Please show every line in the material below that contains the word "dark", copying each line in full. Case counts.
┄┄┄┄┄┄┄┄┄┄┄┄┄┄┄┄┄┄┄┄
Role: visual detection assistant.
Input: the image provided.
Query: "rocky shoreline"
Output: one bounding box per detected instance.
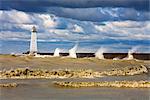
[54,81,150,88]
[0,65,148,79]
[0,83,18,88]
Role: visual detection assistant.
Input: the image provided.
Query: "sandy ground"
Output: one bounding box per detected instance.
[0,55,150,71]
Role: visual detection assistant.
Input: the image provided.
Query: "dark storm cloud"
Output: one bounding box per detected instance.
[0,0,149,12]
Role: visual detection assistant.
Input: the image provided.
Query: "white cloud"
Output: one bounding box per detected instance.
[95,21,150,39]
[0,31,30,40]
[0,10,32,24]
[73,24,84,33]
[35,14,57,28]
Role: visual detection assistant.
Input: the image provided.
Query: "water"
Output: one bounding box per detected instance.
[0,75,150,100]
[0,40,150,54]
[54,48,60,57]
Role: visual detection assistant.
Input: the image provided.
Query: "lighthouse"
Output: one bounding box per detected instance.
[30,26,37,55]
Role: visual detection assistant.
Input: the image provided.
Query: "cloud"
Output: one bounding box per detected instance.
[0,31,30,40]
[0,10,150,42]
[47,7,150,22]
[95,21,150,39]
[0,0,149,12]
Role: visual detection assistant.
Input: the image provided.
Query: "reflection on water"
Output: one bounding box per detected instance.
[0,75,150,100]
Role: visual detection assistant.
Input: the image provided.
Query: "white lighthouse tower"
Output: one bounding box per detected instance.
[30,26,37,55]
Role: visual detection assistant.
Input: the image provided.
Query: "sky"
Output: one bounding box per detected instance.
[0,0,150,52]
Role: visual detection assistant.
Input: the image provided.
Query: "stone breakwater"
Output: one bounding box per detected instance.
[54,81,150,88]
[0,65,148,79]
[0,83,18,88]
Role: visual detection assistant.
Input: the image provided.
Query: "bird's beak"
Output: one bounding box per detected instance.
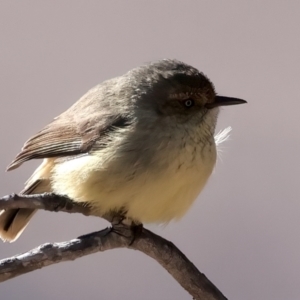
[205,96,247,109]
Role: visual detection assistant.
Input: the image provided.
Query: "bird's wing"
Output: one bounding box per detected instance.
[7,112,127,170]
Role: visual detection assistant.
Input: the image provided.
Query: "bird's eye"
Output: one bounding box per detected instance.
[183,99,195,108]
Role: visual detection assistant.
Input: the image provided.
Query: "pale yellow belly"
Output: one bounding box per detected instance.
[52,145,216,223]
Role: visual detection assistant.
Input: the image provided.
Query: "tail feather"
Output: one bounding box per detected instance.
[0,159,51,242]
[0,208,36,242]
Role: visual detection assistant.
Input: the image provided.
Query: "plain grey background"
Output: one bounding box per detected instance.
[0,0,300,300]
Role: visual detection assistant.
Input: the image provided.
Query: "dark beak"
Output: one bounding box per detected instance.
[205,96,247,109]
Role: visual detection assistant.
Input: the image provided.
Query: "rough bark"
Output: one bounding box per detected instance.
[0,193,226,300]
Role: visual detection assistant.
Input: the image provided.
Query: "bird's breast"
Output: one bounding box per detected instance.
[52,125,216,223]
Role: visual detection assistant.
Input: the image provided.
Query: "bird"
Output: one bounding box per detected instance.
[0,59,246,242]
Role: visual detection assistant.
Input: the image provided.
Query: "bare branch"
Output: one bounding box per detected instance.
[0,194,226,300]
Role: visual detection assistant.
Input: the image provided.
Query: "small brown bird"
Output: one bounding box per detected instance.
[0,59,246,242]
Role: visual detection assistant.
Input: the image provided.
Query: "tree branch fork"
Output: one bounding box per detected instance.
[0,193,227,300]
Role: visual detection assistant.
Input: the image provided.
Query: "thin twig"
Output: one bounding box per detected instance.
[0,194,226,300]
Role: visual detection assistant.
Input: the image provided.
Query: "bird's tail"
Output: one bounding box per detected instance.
┄┄┄┄┄┄┄┄┄┄┄┄┄┄┄┄┄┄┄┄
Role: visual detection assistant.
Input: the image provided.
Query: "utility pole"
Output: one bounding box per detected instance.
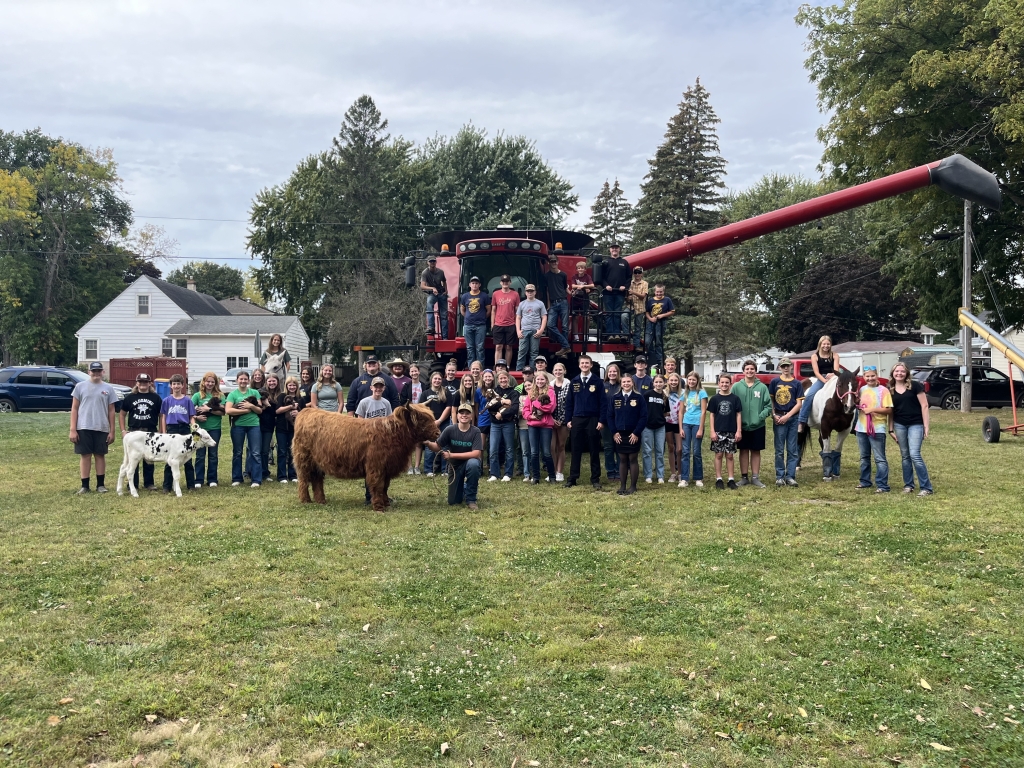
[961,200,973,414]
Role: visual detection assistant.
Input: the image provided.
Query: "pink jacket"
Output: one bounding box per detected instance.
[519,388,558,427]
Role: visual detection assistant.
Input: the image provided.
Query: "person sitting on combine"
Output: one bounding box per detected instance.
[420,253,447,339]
┄┄┄┄┄┄┄┄┄┄┄┄┄┄┄┄┄┄┄┄
**Output for this exercise:**
Query: "dark storm cloud"
Query: "dark beak"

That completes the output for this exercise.